Object position labeling entries:
::::

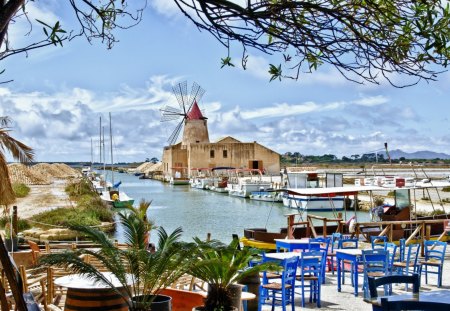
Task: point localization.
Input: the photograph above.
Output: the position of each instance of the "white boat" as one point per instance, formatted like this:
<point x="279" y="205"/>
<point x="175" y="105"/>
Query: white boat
<point x="179" y="176"/>
<point x="306" y="181"/>
<point x="220" y="179"/>
<point x="116" y="198"/>
<point x="201" y="178"/>
<point x="100" y="184"/>
<point x="267" y="196"/>
<point x="245" y="181"/>
<point x="113" y="196"/>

::::

- [What to work on]: Format every line of the data above as a numbered list, skipping any blank lines. Leave the pictures out.

- [Task response]:
1. Task: point localization.
2. Input: the photograph above.
3. Output: the position of each instance of the "white boat" as one point per instance, formatted like this:
4. <point x="279" y="205"/>
5. <point x="175" y="105"/>
6. Query: white boat
7. <point x="179" y="176"/>
8. <point x="306" y="181"/>
9. <point x="220" y="179"/>
10. <point x="116" y="198"/>
11. <point x="201" y="178"/>
12. <point x="100" y="184"/>
13. <point x="267" y="196"/>
14. <point x="245" y="181"/>
15. <point x="113" y="196"/>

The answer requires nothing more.